# PROBLEM STATEMENT:
Only one stretch of the records below is wanted: the lines from the one holding "Query: haze over city" through the one holding "<point>183,123</point>". Return it exactly, both ends included.

··· EXCERPTED RECORDS ···

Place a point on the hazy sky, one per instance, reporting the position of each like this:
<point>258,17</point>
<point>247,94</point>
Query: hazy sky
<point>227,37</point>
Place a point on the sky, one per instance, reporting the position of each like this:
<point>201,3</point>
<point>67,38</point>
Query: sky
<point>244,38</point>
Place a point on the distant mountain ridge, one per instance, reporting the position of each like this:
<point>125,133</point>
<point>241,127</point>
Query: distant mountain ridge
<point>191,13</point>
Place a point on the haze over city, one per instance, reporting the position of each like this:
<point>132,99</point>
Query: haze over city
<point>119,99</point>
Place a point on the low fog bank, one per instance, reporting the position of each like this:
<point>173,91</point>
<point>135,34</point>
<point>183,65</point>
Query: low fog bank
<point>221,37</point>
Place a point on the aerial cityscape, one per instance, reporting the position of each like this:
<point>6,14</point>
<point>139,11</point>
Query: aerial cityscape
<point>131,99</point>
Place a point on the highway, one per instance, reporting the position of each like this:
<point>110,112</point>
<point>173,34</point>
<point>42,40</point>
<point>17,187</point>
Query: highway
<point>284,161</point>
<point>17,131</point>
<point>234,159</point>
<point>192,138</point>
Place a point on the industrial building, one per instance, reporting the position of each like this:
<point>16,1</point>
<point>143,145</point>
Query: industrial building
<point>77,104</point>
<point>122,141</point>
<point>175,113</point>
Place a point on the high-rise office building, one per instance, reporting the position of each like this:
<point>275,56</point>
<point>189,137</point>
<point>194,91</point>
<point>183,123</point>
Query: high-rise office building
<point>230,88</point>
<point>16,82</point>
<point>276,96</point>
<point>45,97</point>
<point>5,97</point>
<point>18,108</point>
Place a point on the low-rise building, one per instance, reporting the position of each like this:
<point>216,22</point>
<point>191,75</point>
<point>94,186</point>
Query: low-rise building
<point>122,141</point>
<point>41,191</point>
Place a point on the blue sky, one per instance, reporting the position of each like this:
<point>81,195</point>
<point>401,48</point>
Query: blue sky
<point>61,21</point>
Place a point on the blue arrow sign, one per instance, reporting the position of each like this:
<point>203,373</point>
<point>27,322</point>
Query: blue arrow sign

···

# EXPECTED ANSWER:
Query: haze over city
<point>119,99</point>
Place a point on the low fog bank, one per instance, reporting the position of each like this:
<point>173,91</point>
<point>135,34</point>
<point>183,65</point>
Query: low fog bank
<point>221,37</point>
Place a point on the aerial cityscape, one per instance, reporting the position of each like this:
<point>6,14</point>
<point>139,11</point>
Query: aerial cityscape
<point>131,99</point>
Place a point on the highway, one per instance, reporting the position of each like this:
<point>110,112</point>
<point>173,34</point>
<point>42,40</point>
<point>17,187</point>
Query: highway
<point>284,161</point>
<point>17,131</point>
<point>234,159</point>
<point>192,138</point>
Place a point on the industrial building, one per instance, reporting the position of each like this:
<point>16,1</point>
<point>143,145</point>
Query: industrial building
<point>77,104</point>
<point>122,141</point>
<point>175,113</point>
Place a point on the high-rise office building, one per instance, reporting the position of each like this:
<point>275,56</point>
<point>189,137</point>
<point>194,91</point>
<point>183,123</point>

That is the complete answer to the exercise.